Task directions: Your output must be the line containing "Query: khaki shorts" followed by every later line in the entries below, all copied exactly.

Task inputs:
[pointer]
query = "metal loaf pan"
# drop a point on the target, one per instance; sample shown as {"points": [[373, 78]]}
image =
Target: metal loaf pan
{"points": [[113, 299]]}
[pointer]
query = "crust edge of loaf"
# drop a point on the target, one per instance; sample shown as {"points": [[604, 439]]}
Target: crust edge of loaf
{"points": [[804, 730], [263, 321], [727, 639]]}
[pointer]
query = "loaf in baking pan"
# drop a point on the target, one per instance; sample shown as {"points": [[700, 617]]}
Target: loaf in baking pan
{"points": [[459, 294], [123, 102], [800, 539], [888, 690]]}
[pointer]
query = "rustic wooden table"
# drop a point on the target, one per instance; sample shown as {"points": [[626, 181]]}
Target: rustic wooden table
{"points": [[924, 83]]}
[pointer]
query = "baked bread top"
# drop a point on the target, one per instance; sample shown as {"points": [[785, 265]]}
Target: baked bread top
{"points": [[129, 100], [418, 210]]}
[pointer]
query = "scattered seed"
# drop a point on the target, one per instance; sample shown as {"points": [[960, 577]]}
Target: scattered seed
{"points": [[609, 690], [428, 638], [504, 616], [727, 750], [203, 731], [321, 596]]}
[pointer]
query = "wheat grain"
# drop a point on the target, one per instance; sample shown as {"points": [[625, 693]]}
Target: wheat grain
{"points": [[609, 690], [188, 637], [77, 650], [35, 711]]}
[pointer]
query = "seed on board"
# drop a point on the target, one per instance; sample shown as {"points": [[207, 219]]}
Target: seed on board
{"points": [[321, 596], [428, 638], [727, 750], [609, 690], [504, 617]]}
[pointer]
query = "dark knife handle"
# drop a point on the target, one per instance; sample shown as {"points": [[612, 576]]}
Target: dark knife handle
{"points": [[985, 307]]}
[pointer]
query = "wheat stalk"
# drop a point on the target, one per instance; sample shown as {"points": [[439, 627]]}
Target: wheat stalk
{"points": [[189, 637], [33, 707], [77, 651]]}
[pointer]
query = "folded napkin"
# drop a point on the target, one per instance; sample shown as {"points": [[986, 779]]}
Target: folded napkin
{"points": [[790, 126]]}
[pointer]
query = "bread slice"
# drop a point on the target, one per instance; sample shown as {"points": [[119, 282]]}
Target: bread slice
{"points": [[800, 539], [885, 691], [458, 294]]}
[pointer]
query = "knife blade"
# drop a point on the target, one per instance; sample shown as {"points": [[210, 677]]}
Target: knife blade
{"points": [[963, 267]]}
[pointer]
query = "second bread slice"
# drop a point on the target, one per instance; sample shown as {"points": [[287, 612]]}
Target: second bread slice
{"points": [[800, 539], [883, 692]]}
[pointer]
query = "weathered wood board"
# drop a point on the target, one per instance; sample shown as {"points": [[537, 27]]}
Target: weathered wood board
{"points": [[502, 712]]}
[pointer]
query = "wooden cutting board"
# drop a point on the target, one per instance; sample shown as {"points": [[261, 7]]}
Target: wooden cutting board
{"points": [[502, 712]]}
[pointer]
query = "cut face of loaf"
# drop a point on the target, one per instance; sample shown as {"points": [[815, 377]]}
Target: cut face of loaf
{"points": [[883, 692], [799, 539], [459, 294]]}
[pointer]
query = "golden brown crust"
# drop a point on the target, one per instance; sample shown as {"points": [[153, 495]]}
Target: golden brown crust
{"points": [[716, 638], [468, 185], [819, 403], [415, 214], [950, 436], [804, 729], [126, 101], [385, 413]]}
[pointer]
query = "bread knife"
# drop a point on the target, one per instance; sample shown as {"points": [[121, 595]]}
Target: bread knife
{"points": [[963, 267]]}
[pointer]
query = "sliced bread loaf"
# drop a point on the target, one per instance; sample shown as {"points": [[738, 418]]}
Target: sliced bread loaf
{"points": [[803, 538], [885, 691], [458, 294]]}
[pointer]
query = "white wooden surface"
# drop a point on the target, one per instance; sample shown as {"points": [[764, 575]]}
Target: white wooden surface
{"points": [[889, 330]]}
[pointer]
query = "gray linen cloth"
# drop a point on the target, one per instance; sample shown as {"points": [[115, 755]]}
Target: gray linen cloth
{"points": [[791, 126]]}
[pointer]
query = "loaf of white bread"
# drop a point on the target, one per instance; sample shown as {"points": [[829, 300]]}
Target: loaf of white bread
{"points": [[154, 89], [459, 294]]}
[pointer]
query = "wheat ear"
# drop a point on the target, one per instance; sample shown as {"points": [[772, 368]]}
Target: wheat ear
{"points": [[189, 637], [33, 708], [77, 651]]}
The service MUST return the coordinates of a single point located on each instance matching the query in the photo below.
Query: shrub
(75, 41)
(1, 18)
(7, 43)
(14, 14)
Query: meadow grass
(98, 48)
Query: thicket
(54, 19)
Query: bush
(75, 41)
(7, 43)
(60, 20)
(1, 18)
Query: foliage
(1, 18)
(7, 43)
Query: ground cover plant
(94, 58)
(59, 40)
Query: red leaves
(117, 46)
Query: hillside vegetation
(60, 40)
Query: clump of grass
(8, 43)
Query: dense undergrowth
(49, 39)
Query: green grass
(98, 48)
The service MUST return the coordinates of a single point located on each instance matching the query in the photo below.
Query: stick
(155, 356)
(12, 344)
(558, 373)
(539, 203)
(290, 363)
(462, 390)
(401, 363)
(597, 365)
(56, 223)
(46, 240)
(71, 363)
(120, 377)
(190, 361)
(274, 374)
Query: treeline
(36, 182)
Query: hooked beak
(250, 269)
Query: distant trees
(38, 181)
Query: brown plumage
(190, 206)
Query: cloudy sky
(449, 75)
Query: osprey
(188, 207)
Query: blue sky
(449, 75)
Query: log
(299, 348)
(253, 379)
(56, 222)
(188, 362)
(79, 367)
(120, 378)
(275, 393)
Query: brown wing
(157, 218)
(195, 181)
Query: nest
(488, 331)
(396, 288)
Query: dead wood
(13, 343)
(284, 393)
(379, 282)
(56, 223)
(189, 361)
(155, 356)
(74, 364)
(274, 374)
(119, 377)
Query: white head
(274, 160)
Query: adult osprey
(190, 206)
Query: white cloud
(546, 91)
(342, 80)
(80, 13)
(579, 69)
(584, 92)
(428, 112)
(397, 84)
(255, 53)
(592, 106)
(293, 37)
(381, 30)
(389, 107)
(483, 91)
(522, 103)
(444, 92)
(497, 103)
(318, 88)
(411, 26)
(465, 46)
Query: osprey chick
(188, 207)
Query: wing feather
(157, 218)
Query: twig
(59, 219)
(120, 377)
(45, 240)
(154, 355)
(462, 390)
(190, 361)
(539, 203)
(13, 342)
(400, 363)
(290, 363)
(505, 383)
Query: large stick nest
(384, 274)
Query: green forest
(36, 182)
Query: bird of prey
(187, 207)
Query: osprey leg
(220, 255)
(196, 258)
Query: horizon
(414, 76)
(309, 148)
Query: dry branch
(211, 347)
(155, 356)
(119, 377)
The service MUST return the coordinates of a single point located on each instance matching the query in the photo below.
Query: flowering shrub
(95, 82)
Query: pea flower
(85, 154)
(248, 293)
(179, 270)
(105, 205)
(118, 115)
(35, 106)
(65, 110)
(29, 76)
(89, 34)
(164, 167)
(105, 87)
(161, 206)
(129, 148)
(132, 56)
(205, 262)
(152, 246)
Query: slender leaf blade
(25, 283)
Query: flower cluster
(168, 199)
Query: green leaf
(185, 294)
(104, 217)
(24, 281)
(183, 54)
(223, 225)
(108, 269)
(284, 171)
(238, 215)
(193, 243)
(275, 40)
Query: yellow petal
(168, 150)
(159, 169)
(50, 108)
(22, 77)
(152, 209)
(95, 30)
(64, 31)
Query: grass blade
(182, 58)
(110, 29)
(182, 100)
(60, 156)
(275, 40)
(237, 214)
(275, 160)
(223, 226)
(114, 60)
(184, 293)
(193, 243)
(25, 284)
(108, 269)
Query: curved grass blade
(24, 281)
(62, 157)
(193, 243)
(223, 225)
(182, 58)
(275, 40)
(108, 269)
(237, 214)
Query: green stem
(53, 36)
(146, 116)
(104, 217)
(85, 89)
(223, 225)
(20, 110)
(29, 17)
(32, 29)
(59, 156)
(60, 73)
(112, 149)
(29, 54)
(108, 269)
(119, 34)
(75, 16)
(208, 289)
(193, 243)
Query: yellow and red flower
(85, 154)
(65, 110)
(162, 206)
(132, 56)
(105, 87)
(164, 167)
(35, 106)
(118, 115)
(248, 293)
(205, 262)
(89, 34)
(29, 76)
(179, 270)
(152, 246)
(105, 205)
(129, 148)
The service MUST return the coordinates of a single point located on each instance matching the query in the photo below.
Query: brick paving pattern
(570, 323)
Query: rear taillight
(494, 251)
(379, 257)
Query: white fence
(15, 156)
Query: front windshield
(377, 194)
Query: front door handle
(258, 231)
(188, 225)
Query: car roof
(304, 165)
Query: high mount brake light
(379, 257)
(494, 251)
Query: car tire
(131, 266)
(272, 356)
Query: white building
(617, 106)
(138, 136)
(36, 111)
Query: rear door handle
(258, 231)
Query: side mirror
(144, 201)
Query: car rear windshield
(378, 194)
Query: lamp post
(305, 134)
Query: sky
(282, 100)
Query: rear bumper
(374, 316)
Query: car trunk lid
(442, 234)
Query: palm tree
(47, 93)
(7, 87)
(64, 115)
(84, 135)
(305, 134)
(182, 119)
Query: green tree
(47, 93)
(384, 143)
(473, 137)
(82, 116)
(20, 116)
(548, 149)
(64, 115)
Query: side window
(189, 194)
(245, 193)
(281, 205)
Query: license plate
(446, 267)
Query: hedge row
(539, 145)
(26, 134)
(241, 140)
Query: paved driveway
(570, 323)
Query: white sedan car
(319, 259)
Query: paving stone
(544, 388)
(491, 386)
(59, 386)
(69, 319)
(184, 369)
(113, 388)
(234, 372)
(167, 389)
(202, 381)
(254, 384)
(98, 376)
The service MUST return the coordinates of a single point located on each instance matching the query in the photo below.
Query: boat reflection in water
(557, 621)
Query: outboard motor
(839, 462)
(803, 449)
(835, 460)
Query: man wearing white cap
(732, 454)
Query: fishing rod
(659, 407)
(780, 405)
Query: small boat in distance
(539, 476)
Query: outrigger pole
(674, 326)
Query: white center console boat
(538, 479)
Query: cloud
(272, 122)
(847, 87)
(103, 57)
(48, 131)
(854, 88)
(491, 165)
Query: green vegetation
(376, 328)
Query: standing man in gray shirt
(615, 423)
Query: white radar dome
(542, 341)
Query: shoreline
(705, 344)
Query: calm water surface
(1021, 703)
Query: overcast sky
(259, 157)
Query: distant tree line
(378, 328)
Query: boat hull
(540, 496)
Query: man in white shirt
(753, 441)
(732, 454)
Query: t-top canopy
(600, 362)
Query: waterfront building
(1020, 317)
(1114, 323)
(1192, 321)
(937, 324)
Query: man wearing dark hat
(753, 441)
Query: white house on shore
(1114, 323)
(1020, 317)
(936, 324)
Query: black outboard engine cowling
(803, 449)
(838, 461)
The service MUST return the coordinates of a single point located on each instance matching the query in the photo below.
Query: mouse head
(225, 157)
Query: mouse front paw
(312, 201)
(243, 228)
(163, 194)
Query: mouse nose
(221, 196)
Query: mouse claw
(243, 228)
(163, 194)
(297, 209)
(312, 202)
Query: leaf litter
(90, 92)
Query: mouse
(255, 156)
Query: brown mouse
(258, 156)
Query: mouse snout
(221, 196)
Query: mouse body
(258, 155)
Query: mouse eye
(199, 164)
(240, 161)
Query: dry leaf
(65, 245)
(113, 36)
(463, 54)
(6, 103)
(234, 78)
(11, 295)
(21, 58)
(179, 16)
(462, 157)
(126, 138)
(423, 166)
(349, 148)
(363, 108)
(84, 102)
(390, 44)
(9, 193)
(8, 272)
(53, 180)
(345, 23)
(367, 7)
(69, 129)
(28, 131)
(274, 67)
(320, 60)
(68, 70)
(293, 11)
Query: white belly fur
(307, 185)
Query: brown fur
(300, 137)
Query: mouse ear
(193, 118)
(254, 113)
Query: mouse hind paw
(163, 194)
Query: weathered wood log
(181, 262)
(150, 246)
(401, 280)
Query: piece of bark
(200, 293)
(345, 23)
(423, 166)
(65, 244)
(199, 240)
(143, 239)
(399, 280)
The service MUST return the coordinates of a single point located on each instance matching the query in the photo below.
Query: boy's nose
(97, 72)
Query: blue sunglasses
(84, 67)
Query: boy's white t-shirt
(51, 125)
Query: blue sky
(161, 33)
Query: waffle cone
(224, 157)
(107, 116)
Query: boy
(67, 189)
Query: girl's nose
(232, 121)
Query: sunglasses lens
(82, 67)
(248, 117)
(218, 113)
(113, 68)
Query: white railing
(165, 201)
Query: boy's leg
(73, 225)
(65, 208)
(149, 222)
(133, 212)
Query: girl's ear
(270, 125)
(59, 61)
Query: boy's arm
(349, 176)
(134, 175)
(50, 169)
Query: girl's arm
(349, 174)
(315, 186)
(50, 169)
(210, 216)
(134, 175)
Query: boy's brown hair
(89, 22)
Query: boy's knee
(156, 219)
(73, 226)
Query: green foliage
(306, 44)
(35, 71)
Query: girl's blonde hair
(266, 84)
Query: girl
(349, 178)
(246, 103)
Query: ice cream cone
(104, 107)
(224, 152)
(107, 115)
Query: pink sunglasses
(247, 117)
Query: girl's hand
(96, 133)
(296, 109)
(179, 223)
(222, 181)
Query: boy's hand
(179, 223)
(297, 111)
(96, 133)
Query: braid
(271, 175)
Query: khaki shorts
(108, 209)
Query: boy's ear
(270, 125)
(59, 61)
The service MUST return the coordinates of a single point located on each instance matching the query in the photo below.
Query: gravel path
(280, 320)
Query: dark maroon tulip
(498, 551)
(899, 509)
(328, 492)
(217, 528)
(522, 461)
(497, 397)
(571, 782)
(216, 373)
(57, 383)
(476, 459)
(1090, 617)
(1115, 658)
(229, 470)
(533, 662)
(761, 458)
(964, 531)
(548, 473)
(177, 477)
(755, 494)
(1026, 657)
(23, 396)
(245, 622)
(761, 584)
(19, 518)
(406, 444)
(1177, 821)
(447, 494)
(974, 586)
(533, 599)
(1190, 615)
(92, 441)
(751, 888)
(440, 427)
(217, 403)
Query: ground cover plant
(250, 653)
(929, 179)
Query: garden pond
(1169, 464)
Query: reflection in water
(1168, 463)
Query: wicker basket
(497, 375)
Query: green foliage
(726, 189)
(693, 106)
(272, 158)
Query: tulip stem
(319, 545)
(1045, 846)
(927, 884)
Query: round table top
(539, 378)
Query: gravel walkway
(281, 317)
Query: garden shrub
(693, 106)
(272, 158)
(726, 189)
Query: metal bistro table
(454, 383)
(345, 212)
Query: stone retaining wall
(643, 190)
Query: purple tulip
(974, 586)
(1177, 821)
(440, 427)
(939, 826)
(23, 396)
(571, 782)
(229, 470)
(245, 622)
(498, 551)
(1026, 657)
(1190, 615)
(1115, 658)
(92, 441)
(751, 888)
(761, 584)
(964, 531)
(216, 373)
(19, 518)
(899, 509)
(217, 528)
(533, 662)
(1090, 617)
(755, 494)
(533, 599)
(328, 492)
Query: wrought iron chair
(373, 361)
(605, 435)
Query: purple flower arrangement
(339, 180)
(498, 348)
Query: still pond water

Answer box:
Query: khaki shorts
(108, 209)
Query: boy's ear
(270, 125)
(59, 61)
The service MUST return the coordinates of a single point located on each instance matching the query in the photo below.
Query: gravel path
(280, 320)
Query: dark maroon tulip
(498, 551)
(899, 509)
(328, 492)
(217, 528)
(522, 461)
(497, 397)
(571, 782)
(216, 373)
(57, 383)
(476, 459)
(1090, 617)
(1115, 658)
(229, 470)
(533, 662)
(761, 458)
(964, 531)
(548, 473)
(177, 477)
(755, 494)
(1026, 657)
(23, 396)
(245, 622)
(761, 584)
(19, 518)
(406, 444)
(1177, 821)
(447, 494)
(974, 586)
(533, 599)
(1190, 615)
(92, 441)
(751, 888)
(440, 427)
(217, 403)
Query: ground cover plant
(250, 653)
(929, 179)
Query: garden pond
(1169, 464)
Query: reflection in water
(1168, 463)
Query: wicker basket
(497, 375)
Query: green foliage
(726, 189)
(693, 106)
(272, 158)
Query: tulip stem
(319, 545)
(1045, 846)
(927, 884)
Query: round table top
(539, 378)
Query: gravel walkway
(281, 317)
Query: garden shrub
(693, 106)
(272, 158)
(726, 189)
Query: metal bistro table
(454, 383)
(345, 212)
Query: stone retaining wall
(643, 190)
Query: purple tulip
(974, 586)
(1177, 821)
(440, 427)
(939, 826)
(23, 396)
(571, 782)
(229, 470)
(245, 622)
(498, 551)
(1026, 657)
(1190, 615)
(1115, 658)
(92, 441)
(751, 888)
(761, 584)
(964, 531)
(216, 373)
(19, 518)
(899, 509)
(217, 528)
(533, 662)
(1090, 617)
(755, 494)
(533, 599)
(328, 492)
Query: wrought iron chair
(373, 361)
(605, 435)
Query: purple flower arrangement
(339, 180)
(498, 348)
Query: still pond water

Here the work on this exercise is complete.